(Aim)
Count the lines in the records below that contain the string "shirt" and reply with that number alone.

▼▼▼

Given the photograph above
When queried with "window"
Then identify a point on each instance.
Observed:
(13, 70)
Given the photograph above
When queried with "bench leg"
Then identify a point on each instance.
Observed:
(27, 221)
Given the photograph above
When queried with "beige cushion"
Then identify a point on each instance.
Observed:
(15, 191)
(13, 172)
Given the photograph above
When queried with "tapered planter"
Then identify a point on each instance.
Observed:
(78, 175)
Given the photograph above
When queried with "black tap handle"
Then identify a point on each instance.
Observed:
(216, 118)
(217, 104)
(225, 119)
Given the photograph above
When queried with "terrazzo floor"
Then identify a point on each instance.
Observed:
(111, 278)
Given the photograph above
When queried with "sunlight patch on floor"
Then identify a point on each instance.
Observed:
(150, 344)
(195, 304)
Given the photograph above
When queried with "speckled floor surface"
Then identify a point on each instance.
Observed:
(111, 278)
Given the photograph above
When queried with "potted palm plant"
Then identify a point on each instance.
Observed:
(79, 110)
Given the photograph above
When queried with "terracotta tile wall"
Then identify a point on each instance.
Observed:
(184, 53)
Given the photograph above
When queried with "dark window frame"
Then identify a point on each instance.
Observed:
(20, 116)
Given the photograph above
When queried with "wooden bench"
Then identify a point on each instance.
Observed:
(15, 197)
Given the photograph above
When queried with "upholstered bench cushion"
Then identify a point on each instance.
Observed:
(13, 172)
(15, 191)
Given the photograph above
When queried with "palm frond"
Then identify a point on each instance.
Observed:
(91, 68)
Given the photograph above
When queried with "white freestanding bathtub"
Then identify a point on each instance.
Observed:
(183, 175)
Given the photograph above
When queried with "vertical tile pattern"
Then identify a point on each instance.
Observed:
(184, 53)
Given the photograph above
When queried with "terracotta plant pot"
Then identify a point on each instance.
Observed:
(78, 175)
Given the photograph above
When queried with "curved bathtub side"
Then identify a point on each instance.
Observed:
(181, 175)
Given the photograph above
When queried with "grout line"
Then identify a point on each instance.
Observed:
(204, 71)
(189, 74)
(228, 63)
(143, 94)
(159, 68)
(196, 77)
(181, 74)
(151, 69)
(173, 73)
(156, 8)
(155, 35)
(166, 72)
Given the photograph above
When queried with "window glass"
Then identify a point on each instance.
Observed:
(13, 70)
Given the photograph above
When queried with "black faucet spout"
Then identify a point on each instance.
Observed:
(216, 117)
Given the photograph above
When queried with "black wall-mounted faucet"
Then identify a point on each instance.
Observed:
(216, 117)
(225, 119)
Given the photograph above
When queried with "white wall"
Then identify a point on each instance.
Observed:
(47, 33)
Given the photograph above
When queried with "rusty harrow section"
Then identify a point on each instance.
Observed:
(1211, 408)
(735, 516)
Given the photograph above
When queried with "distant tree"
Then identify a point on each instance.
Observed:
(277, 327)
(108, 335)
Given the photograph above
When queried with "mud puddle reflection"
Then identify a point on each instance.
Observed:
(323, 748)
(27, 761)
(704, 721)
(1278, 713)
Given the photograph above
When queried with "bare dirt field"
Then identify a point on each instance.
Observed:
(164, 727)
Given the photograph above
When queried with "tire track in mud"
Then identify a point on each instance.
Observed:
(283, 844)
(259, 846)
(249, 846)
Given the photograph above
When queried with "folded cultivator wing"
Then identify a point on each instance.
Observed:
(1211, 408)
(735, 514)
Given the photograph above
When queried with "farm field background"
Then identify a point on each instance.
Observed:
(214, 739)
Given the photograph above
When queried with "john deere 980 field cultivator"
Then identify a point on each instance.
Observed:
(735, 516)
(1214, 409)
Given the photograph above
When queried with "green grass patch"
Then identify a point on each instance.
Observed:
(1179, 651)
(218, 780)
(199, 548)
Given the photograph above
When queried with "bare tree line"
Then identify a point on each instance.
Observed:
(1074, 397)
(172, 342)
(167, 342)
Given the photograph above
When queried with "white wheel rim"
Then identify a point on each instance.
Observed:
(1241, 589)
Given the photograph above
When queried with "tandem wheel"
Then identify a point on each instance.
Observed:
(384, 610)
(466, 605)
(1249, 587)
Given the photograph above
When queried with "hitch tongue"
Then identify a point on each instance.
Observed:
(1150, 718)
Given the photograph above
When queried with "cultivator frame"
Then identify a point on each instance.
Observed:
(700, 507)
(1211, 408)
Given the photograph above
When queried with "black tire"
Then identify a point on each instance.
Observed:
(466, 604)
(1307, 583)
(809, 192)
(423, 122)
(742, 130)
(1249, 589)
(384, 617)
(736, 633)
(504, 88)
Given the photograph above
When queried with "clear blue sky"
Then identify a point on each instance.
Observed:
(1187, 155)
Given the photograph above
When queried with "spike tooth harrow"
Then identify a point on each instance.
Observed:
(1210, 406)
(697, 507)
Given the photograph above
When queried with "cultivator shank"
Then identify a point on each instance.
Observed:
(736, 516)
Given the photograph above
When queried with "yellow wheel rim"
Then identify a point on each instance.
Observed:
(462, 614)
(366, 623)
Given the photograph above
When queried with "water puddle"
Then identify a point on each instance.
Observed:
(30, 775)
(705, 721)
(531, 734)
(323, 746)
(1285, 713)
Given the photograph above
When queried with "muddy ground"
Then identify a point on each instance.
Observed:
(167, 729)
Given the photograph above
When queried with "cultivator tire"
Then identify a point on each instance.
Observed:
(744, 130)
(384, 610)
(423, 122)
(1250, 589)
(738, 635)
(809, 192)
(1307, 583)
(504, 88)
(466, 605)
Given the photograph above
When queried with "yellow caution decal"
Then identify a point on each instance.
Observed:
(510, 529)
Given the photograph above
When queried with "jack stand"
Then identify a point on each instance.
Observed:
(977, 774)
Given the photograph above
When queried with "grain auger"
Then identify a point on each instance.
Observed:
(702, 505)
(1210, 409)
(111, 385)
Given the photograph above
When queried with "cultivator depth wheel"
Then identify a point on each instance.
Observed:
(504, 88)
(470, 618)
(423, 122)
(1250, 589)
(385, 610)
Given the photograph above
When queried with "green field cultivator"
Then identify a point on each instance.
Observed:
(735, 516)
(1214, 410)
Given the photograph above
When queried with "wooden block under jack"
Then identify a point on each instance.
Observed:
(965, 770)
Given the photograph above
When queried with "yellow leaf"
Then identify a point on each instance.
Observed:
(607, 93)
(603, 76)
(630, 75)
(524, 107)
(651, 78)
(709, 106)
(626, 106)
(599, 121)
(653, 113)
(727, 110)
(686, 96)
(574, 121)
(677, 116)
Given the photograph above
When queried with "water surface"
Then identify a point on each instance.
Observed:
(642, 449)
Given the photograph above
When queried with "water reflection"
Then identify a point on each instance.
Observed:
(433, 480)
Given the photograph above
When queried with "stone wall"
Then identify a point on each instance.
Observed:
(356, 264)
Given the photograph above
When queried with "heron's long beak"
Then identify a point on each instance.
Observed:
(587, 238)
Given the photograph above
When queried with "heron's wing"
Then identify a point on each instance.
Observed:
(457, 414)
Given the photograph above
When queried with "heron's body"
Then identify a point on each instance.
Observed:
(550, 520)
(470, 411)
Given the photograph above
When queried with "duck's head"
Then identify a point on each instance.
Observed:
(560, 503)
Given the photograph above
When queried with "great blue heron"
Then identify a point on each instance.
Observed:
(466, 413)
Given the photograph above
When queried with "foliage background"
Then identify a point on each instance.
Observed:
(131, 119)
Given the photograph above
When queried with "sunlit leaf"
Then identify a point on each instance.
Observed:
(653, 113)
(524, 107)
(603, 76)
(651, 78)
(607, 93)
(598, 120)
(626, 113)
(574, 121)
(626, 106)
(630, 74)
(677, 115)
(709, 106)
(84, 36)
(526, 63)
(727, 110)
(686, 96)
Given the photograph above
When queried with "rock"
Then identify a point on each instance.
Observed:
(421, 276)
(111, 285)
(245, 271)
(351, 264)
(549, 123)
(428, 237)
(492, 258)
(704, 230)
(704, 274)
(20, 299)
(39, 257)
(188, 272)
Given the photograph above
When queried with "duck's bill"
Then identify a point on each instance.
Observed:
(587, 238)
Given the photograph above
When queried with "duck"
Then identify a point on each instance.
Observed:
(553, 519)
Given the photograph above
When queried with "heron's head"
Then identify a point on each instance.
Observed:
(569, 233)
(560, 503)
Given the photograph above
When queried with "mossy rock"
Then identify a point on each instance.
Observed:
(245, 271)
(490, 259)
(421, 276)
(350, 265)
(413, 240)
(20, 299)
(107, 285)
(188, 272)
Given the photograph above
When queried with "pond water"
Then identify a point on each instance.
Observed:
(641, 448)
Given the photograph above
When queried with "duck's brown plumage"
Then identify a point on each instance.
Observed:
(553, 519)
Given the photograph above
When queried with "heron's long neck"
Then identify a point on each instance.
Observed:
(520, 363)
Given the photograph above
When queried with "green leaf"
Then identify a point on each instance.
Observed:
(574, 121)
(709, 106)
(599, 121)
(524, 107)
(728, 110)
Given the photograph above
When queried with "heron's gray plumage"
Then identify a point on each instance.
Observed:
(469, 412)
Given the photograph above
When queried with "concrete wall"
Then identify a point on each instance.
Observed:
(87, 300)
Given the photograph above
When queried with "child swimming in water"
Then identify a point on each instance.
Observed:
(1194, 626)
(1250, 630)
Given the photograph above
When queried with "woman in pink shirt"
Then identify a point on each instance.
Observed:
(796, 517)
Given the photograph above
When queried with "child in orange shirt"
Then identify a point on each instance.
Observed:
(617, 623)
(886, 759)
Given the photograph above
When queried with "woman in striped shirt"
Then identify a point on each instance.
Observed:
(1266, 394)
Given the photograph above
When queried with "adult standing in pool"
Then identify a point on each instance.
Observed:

▲▲▲

(In response)
3